Dataset entries
----------

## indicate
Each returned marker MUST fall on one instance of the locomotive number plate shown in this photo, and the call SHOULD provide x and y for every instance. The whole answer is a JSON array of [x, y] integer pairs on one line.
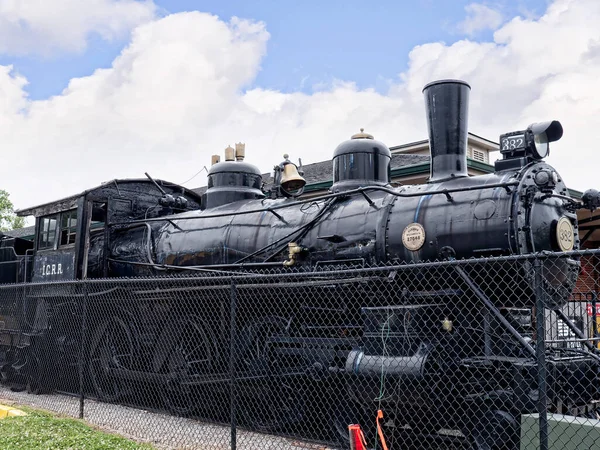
[[413, 236], [565, 234]]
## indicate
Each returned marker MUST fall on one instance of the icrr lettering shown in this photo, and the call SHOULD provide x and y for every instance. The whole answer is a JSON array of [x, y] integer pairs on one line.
[[51, 269]]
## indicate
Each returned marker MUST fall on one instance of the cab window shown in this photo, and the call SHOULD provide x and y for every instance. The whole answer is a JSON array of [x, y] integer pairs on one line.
[[68, 227], [47, 234]]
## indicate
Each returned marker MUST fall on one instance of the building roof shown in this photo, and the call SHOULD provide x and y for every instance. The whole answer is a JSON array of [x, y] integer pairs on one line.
[[424, 144]]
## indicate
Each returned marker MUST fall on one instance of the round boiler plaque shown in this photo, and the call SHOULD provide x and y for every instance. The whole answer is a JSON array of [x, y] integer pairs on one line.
[[413, 236], [565, 234]]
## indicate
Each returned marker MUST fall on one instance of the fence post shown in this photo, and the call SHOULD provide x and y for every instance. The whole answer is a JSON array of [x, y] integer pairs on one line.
[[82, 349], [232, 357], [540, 319]]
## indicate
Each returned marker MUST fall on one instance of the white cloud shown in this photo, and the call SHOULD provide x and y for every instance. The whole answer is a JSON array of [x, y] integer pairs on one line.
[[46, 27], [177, 94], [479, 17]]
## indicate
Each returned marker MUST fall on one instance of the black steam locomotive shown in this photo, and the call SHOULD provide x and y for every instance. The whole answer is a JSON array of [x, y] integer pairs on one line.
[[141, 228]]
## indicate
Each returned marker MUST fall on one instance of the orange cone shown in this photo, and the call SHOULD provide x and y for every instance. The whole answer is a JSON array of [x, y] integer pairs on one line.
[[357, 438]]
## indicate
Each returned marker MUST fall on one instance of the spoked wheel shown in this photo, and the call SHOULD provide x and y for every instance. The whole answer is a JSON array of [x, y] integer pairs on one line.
[[270, 403], [113, 347], [192, 356]]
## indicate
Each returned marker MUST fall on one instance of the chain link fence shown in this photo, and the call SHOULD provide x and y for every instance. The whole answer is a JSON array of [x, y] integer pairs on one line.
[[488, 353]]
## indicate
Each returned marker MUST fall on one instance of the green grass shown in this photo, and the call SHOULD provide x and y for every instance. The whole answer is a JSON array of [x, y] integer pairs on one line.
[[43, 431]]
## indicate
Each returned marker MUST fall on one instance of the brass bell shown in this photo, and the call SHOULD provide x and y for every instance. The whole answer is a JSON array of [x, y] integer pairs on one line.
[[291, 179]]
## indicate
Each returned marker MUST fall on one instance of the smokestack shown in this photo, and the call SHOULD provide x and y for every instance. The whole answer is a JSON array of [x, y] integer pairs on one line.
[[447, 108], [229, 153]]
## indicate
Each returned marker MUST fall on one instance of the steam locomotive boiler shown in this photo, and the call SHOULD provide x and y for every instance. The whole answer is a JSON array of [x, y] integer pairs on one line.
[[434, 333]]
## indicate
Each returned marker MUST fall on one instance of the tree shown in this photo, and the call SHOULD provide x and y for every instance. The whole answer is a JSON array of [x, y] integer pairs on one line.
[[8, 219]]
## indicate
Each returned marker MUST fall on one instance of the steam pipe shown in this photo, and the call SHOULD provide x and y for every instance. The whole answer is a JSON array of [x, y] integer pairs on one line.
[[447, 109]]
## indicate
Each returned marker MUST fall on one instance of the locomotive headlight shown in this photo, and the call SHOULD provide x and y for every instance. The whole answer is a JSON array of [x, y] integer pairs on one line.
[[534, 141]]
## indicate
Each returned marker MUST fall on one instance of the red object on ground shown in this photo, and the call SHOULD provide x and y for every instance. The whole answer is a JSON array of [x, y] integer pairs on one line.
[[379, 431], [357, 438]]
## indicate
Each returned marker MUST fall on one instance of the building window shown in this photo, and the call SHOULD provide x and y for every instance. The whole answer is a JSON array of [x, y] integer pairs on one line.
[[47, 232], [480, 156], [68, 227]]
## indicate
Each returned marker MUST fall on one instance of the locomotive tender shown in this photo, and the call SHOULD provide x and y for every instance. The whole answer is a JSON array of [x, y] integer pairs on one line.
[[133, 228]]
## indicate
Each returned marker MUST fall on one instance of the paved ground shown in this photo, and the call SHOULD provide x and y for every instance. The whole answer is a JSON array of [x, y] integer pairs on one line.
[[161, 430]]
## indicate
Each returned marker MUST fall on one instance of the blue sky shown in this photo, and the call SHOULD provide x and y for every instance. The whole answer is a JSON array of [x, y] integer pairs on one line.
[[312, 42], [189, 84]]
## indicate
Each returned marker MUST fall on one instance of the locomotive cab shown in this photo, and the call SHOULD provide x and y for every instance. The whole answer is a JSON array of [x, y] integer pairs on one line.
[[66, 229]]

----------

Please reproduce the entries above line by line, exactly, leaving out each image.

Result -
## indicate
Each returned marker MUST fall on one instance of the locomotive number plate shown in this photo, and the call SHOULD provide x and y for every instance. The whole answer is a JSON array of [x, y] integer pairs on one line.
[[413, 236], [565, 234]]
## indicate
Each returned marker MUST fall on one instance of the icrr lettering shown in this photo, and the call SHOULD provide x and y for every instance. The whole answer is a JSON array of [x, y] integer pairs on one line.
[[51, 269]]
## indicate
Each returned marker MUST fall on one instance of the cab window shown in this photo, and the call SHOULD provide x and y for every instance. The whole answer is a JSON array of [x, y] integer pairs on one line.
[[68, 227], [47, 234]]
## indicate
Each returned marker MUST fall on one instance of the building roof shown in this photo, and the call SHOULD provide x and y for every instance. The whole answer is a JSON array of [x, y] integer pairs on one line.
[[424, 144]]
## indicate
Each returned marker MUST fall on one instance of the round boiler plaque shown in this photo, and the call SHOULD provide x and y for every instance. The whole answer is a JSON array of [x, y] integer pairs on one line.
[[413, 236], [565, 234]]
## indicate
Each returned marker MUST fall on one instance of the fence post shown in this photo, and the call SHOULD provide x and y for every instance. The whole answer is a JSON array of [x, y] integer pairs on one line.
[[82, 349], [232, 357], [540, 319]]
## indicate
Each returned marker MUST fall on one instance of the white cloud shown in this photo, and the call SHOULD provide x and y for every instance. The whole answer is a JSON array of [x, y] integer pairs on one line.
[[46, 27], [177, 94], [479, 17]]
## indicate
Each returned marker MUST fall on one instance of the black steam locomotive shown in this photo, and the call SHOULD provide x and y for every instance. The whole answer is a JSON array of [x, y] integer pairs on one line.
[[141, 228]]
## indicate
Each returned marker MUST fall on one instance of the orange cone shown in this photo, and the call SHOULD provide x and y for every instance. The whole answer is a JSON array of [x, y] integer pairs on one line.
[[357, 438]]
## indicate
Each returned marker MUST fall on one instance of the spoked wheel shown in this photo, and the call SHOULD provide x and y for every instance. The whole answer is a JSON array of [x, y] integer pairs on one line.
[[270, 403], [113, 347], [192, 356]]
## indicate
Each returned marker MUST fall on one instance of the chain link fence shown in this photo, and the call SHOULD provide x and y for every instance. The whole answer is a JSON array of [x, y] integer pairs on one line.
[[488, 353]]
## indicate
Each returned marker MUST fall on one instance of the green grass shown in this photo, and the call SHOULD provide x and y for every instance. The whole answer is a JSON array of [x, y] integer pairs on one line.
[[43, 431]]
## indicate
Each returned marker MUST fall on one instance of the brass bell shown in this photo, and the call SHOULD provide x and y for every instance. The whole answer is a JSON array of [x, y] integer pairs on one line.
[[291, 179]]
## indicate
Each returned marker MUST fall on one instance of the smokestack shown in this photo, and the call SHOULD provide x and y for every instance. The whole answer is a JSON array of [x, y] integer pairs on one line.
[[447, 108], [229, 153]]
## indicate
Each returned marker MUST fall on one instance of the steam locomotive boiler shown in this photo, and the call SHOULD provide x and y for every instance. The whole answer is a JSON array of [x, y] integer pairs on one line.
[[434, 333]]
## indicate
Each returned marker MUST fall on one instance of the tree shown in this photo, and the call SHOULD provide x and y for every instance. The whole answer is a JSON array of [x, y] integer pairs on one line.
[[8, 219]]
## indicate
Each returned marker MUST fall on one instance of the steam pipe shown in this photo, and the call SHOULD provide x and y for every instance. The whole answer is a JSON array of [x, y] integer pairs on one line.
[[447, 109]]
## indicate
Each returned marker MUST fall on one instance of the locomotive headlight shown in this photo, and the call SHOULD provide x and y for every instance. The whole answer is a JSON array of [x, y] integer pairs on one line.
[[534, 141]]
## indicate
Each returned marker MUST fall on one instance of the red object on ground shown in this photo, and the call SHOULD provide x and y for every instance. The whole answer is a JSON array of [x, y] integer pairs on one line.
[[379, 431], [357, 438]]
## indicate
Each returned marker MUST fall on one instance of the building window shown in this photo, and the call SHOULD provide x and y for every instance. The whole answer is a JSON array of [x, y] integer pairs on one line.
[[47, 232], [480, 156], [68, 227]]
## indicate
Each returned marker MUST fall on one instance of the locomotive tender shown in this photo, and the call SHOULD provide x and y for every instance. The whole answer is a JSON array of [x, y] integer pairs on one line.
[[133, 228]]
## indicate
Each returned marker MUST fall on one instance of the paved ground shown in this photo, and the call SHOULD provide x and y for every instance. The whole answer is a JSON array of [x, y] integer pairs on one line.
[[161, 430]]
## indicate
Each returned marker MUST fall on one instance of the blue sky shown in this photo, and the call SHOULD provide x and y for every instance. The whole answer is a JSON array of [x, y] integer pairs on one line.
[[312, 42], [189, 84]]
## indicate
Each returned marker MUST fall on one instance of the locomotive cab shown in this photo, and the call SHOULD provide x and y for every instance. The whole answer is a JSON array of [x, y] integer pairs on one line.
[[66, 229]]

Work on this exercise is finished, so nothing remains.